### ARTIKEL
Die Rheinromantik ist nicht kleinzukriegen, auch wenn sie sich aus Legenden und Halbwahrheiten speist: wir suchen immer noch den Schatz der Nibelungen.

Ein güldner Sonnenaufgang unterstreicht den romantischen Blick Foto: imago/Joker/WalterxG

A ch“, seufzt Tante Gudrun. „Hätten sie doch mehr Mut gehabt. Sie passten doch so gut zueinander …“ Unser Blick schweift in die Ferne ins pittoreske Rheintal, die Aussicht auf den Fluss ist umwerfend. Es gibt Kaffee und Kuchen auf der Terrasse des alten Günderrod-Hauses (oberhalb von Oberwesel), und die betagte Tante fährt gerührt fort, vom Unglück der gebildeten und deshalb unangepassten Karoline von Günderrode und dem genialischen und sensiblen Heinrich von Kleist zu berichten.

Sie beklagt die Brutalität gesellschaftlicher Normen und erzählt, dass sich beide umbrachten, und sie mag einfach nicht verstehen, dass sich Günderrode und Kleist nicht fanden, damals, bei den Brentanos am Rhein, wo sie doch gleich ihre geheime Wesensverwandtschaft erahnt hätten. Mir fällt auf, dass die Tante mit ihrer Schwärmerei einer Romanhandlung aufgesessen ist. Denn die beiden Dichter haben sich nie kennengelernt, das Treffen anno 1804, um das es hier geht, war ein Coup der Schriftstellerin Christa Wolf. „Kein Ort. Nirgends.“ So hieß der Roman. Ein Buchtitel, der so gut ist, dass er zum geflügelten Wort wurde. Aber ich sage nix dazu. Denn die Tante ist glücklich.

### VORLIEGENDES MATERIAL

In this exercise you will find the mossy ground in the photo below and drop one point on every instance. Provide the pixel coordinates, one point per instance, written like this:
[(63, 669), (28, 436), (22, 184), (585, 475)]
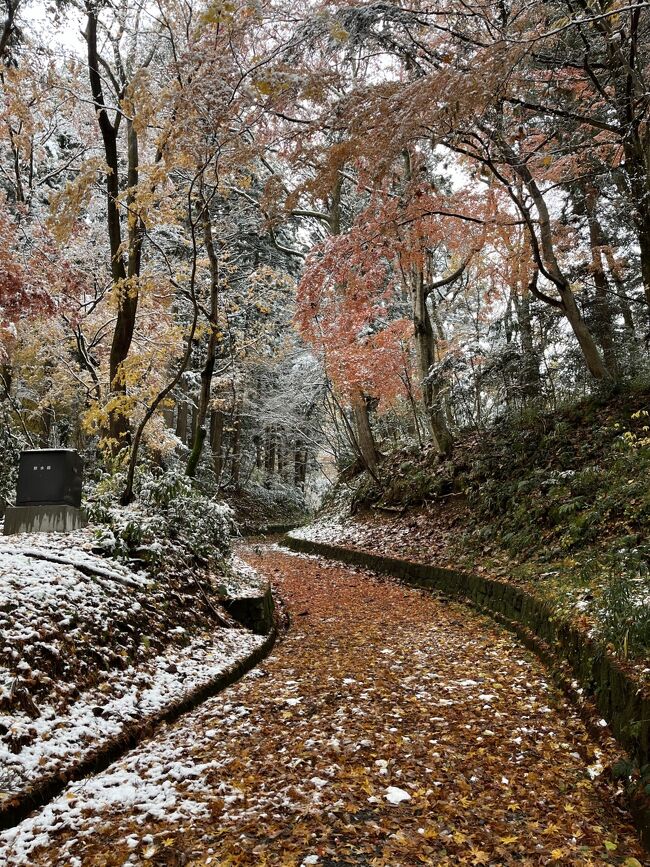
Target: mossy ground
[(559, 502)]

### AUFGABEN
1 – Ändere im Text über die Rheinromantik den Abschnitt von "Ein güldner Sonnenaufgang" bis einschließlich "Kleist zu berichten.", indem du "Kaffee und Kuchen" durch "Tee und Gebäck" ersetzt.
2 – Wie lautet dieser Satz aus dem Text über die Rheinromantik auf Englisch: „Mir fällt auf, dass die Tante mit ihrer Schwärmerei einer Romanhandlung aufgesessen ist.“?
3 – Wie könnte der Text über die Rheinromantik weitergehen? Führe ihn im Anschluss an seinen letzten Satz fort.
Das Material hat mit dem Text über die Rheinromantik nichts zu tun.

### ANTWORTEN
1 –
Ein güldner Sonnenaufgang unterstreicht den romantischen Blick Foto: imago/Joker/WalterxG

A ch“, seufzt Tante Gudrun. „Hätten sie doch mehr Mut gehabt. Sie passten doch so gut zueinander …“ Unser Blick schweift in die Ferne ins pittoreske Rheintal, die Aussicht auf den Fluss ist umwerfend. Es gibt Tee und Gebäck auf der Terrasse des alten Günderrod-Hauses (oberhalb von Oberwesel), und die betagte Tante fährt gerührt fort, vom Unglück der gebildeten und deshalb unangepassten Karoline von Günderrode und dem genialischen und sensiblen Heinrich von Kleist zu berichten.

2 – It occurs to me that the aunt, in her rapture, has been taken in by the plot of a novel.

3 –
„Dass ich eines Tages mal im Haus der Günderrode sitzen würde …“ Das Haus der Günderrode? Auch das ist nicht real. Das Haus ist Kino. Ein Ort in der Heimattrilogie von Edgar Reitz. Dritter Teil der Hunsrücksaga. Die Film-Städter wollen zurück, sie wollen sich niederlassen. Ihr Dorf im Hunsrück ist keine Option mehr – aber am Rhein, an prominenter Stelle, lässt Edgar Reitz sie ein altes Fachwerkhaus sanieren und erfindet die Legende vom historischen Haus der Günderrode. Noch ein Fake, dem die Tante aufgesessen ist.

Vielleicht ist es darum am Rhein so schön: Die romantischen Projekte reißen bis heute nicht ab. Je professioneller, umso überzeugender. Die Utopien der Rheinromantiker sind ohnehin die besseren Orte dieser Welt. Ob bei Heinrich Heine, Christa Wolf oder Edgar Reitz. Wenn dann auch noch der Rheinblick stimmt, nimmt man ihnen alles ab.